Online-Redaktion: Immer wieder hören wir, dass Corona die Schulwelt verändert hat. Spüren Sie das auch und wenn ja, wie reagieren Sie mit Ihren Angeboten darauf?
Ströbele: Tatsächlich stellen die Folgen von Corona einen Themenschwerpunkt in unseren Fortbildungen und auch in Beratungen dar. Wir bieten deshalb monatlich eine zweistündige Online-Fortbildung zu speziellen Fragen an. Sie finden entweder morgens ab 8.30 Uhr oder am Nachmittag ab 16.30 Uhr statt. Inhalte sind dann etwa „Grundlagen gewaltfreier Kommunikation“ oder der „Umgang mit Kindern von psychisch belasteten Eltern“. Die Nachfrage ist groß, denn sowohl die Lehrkräfte als auch in der Betreuung Tätige müssen enorme Spagate im Umgang mit den Schülerinnen und Schüler vollbringen.
Es gibt Kinder, die sich abgehängt fühlen, weil sie während der Pandemie trotz Unterstützung durch die Schulen oft ein Stück weit auf sich alleine gestellt waren. Es gibt aber auch Kinder, die die Zeit durch gute zusätzliche Begleitung des Elternhauses gut überstanden haben, und ihnen geht es dann heute manchmal zu langsam im Unterricht voran. Dann gibt es Kinder, denen die sozialen Erfahrungen der Kita fehlen. Insgesamt hören wir von einem zunehmenden Aggressionspotenzial, von stärkerer Unruhe und größerer Unaufmerksamkeit. Unsere Fortbildungsangebote greifen diese Fragen auf.
Online-Redaktion: Was wird am stärksten nachgefragt?
Ströbele: Nach Ende der Pandemie hat das Interesse an den Präsenzveranstaltungen wieder deutlich zugenommen. Wohl auch, weil es hier doch stärker die Möglichkeit gibt, sich bei einer Tasse Kaffee intensiv auszutauschen, sich zu vernetzen. Aber auch die dreieinhalbstündigen Basisangebote werden gerne genutzt. Sie sind leicht in den Alltag der Interessierten integrierbar. Inhaltlich nimmt der Rechtsanspruch auf Ganztagsbetreuung einen großen Raum ein, auch wenn ich da allmählich eine gewisse Ruhe und Zuversicht verspüre. Aber es kommen immer wieder Fragen dazu. Fragen, die die Gemeinden bewegen, aber auch diejenigen, die sich bei uns zu Ganztagskoordinatorinnen und -koordinatoren fortbilden lassen. Unsere Beratungsangebote, die häufig auch in kurzen Telefonaten erfolgen, nutzen auch Bürgermeisterinnen und Bürgermeister, die beispielsweise Informationen zu organisatorischen und pädagogischen Themen erbitten.

◆ BEREITGESTELLTE DATEN ◆
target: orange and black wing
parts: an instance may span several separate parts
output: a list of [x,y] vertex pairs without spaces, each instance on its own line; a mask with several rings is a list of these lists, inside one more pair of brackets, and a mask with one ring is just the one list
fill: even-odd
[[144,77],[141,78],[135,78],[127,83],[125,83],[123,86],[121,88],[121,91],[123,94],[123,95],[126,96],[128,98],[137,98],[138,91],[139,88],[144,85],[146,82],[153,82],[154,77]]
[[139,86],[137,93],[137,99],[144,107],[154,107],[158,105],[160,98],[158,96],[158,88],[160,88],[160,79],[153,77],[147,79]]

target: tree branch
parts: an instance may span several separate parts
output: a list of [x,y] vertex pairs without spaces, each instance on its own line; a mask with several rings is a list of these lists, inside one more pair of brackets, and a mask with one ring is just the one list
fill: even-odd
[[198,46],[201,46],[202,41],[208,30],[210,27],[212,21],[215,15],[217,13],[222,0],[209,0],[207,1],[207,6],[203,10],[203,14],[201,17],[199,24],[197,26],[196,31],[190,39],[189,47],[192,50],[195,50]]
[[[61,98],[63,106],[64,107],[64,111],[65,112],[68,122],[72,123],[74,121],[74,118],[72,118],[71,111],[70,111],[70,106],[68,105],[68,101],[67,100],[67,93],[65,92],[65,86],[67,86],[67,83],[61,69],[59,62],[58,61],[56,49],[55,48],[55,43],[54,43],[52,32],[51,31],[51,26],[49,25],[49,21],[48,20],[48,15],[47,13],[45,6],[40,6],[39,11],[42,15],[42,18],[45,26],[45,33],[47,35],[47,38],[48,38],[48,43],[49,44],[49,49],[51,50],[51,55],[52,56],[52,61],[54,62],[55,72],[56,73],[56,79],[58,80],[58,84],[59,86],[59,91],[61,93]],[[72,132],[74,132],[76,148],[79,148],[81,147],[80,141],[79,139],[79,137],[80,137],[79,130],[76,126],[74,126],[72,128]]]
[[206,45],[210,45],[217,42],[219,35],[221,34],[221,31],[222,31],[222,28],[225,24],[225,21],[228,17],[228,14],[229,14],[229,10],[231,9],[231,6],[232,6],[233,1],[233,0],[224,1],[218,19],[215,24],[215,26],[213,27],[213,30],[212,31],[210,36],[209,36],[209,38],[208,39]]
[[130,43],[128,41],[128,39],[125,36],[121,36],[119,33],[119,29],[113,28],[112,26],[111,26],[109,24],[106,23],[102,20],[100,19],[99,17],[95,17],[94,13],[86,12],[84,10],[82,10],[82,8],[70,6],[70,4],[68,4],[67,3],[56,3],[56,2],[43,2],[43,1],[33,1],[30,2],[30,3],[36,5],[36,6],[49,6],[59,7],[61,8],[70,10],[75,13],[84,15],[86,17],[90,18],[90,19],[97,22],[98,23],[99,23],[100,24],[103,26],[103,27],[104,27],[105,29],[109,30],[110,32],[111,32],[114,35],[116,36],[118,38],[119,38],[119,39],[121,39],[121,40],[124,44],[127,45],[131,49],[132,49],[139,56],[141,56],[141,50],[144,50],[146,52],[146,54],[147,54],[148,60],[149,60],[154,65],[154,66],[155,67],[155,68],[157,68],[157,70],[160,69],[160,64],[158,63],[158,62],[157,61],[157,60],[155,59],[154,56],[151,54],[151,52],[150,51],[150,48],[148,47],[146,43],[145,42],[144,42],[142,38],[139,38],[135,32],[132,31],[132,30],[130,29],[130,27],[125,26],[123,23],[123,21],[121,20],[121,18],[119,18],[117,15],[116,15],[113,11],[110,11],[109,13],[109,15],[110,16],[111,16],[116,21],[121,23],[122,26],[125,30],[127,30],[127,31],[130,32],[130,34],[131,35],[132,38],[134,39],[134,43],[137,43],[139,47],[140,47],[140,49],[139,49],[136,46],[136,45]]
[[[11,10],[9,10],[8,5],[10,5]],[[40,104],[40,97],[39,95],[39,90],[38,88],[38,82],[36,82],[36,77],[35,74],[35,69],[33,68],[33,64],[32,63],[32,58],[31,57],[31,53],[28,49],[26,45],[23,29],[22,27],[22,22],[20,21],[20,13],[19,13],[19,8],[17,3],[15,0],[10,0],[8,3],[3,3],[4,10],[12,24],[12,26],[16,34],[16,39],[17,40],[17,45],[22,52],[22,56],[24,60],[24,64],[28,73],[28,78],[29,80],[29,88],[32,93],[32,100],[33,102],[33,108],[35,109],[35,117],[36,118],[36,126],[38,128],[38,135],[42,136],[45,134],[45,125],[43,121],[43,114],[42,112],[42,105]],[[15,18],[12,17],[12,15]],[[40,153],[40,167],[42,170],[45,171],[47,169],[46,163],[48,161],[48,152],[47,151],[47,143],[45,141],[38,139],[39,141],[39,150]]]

◆ AUFGABEN ◆
1 > Geben Sie den Abschnitt des Ausgangstextes wortgetreu aus, beginnend mit „Es gibt Kinder, die“ und endend mit „diese Fragen auf.“.
2 > Stimmen diese Aussagen mit dem Ausgangstext überein? Antworten Sie jeweils mit Ja oder Nein und zitieren Sie die entscheidenden Worte genau: (a) Die Online-Fortbildungen finden monatlich statt und dauern zwei Stunden. (b) Nach Ende der Pandemie ist das Interesse an Präsenzveranstaltungen gesunken. (c) Die Basisangebote dauern dreieinhalb Stunden.
Die Daten werden für die Bearbeitung nicht gebraucht.

◆ LÖSUNGEN ◆
1 >
Es gibt Kinder, die sich abgehängt fühlen, weil sie während der Pandemie trotz Unterstützung durch die Schulen oft ein Stück weit auf sich alleine gestellt waren. Es gibt aber auch Kinder, die die Zeit durch gute zusätzliche Begleitung des Elternhauses gut überstanden haben, und ihnen geht es dann heute manchmal zu langsam im Unterricht voran. Dann gibt es Kinder, denen die sozialen Erfahrungen der Kita fehlen. Insgesamt hören wir von einem zunehmenden Aggressionspotenzial, von stärkerer Unruhe und größerer Unaufmerksamkeit. Unsere Fortbildungsangebote greifen diese Fragen auf.

2 >
(a) Ja: „Wir bieten deshalb monatlich eine zweistündige Online-Fortbildung zu speziellen Fragen an.“
(b) Nein: „Nach Ende der Pandemie hat das Interesse an den Präsenzveranstaltungen wieder deutlich zugenommen.“
(c) Ja: „Aber auch die dreieinhalbstündigen Basisangebote werden gerne genutzt.“